(Dados de anotação por pontos)
* * * * * * *
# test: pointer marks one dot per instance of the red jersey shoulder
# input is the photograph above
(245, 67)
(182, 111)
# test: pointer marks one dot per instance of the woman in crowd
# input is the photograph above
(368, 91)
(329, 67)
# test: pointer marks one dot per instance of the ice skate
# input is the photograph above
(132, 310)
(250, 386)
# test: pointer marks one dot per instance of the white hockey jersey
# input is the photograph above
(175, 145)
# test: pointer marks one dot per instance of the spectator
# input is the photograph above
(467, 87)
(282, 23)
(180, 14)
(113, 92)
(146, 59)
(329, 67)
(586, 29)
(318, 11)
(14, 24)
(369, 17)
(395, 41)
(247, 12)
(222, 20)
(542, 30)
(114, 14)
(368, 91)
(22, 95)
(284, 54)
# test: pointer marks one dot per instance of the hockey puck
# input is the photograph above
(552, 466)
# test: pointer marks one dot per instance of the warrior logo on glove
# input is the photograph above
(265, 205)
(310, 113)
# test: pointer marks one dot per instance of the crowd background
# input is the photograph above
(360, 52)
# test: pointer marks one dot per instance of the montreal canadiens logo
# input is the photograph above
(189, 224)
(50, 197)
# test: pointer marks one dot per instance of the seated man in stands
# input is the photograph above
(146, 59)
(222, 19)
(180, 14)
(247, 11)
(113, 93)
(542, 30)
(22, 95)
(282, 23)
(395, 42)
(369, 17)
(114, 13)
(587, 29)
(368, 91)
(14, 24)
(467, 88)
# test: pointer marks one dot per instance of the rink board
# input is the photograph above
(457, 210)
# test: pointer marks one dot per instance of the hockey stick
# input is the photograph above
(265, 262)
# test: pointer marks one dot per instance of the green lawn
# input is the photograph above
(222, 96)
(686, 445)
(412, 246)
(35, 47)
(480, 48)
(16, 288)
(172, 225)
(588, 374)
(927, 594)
* * * * * * *
OBJETIVO DO EXERCÍCIO ▸
Organize todas as linhas da listagem como uma lista JSON de strings, uma string para cada linha, sem as linhas em branco.

RESULTADO ▸
[
  "# test: pointer marks one dot per instance of the red jersey shoulder",
  "# input is the photograph above",
  "(245, 67)",
  "(182, 111)",
  "# test: pointer marks one dot per instance of the woman in crowd",
  "# input is the photograph above",
  "(368, 91)",
  "(329, 67)",
  "# test: pointer marks one dot per instance of the ice skate",
  "# input is the photograph above",
  "(132, 310)",
  "(250, 386)",
  "# test: pointer marks one dot per instance of the white hockey jersey",
  "# input is the photograph above",
  "(175, 145)",
  "# test: pointer marks one dot per instance of the spectator",
  "# input is the photograph above",
  "(467, 87)",
  "(282, 23)",
  "(180, 14)",
  "(113, 92)",
  "(146, 59)",
  "(329, 67)",
  "(586, 29)",
  "(318, 11)",
  "(14, 24)",
  "(369, 17)",
  "(395, 41)",
  "(247, 12)",
  "(222, 20)",
  "(542, 30)",
  "(114, 14)",
  "(368, 91)",
  "(22, 95)",
  "(284, 54)",
  "# test: pointer marks one dot per instance of the hockey puck",
  "# input is the photograph above",
  "(552, 466)",
  "# test: pointer marks one dot per instance of the warrior logo on glove",
  "# input is the photograph above",
  "(265, 205)",
  "(310, 113)",
  "# test: pointer marks one dot per instance of the crowd background",
  "# input is the photograph above",
  "(360, 52)",
  "# test: pointer marks one dot per instance of the montreal canadiens logo",
  "# input is the photograph above",
  "(189, 224)",
  "(50, 197)",
  "# test: pointer marks one dot per instance of the seated man in stands",
  "# input is the photograph above",
  "(146, 59)",
  "(222, 19)",
  "(180, 14)",
  "(247, 11)",
  "(113, 93)",
  "(542, 30)",
  "(22, 95)",
  "(282, 23)",
  "(395, 42)",
  "(369, 17)",
  "(114, 13)",
  "(587, 29)",
  "(368, 91)",
  "(14, 24)",
  "(467, 88)",
  "# test: pointer marks one dot per instance of the rink board",
  "# input is the photograph above",
  "(457, 210)",
  "# test: pointer marks one dot per instance of the hockey stick",
  "# input is the photograph above",
  "(265, 262)",
  "# test: pointer marks one dot per instance of the green lawn",
  "# input is the photograph above",
  "(222, 96)",
  "(686, 445)",
  "(412, 246)",
  "(35, 47)",
  "(480, 48)",
  "(16, 288)",
  "(172, 225)",
  "(588, 374)",
  "(927, 594)"
]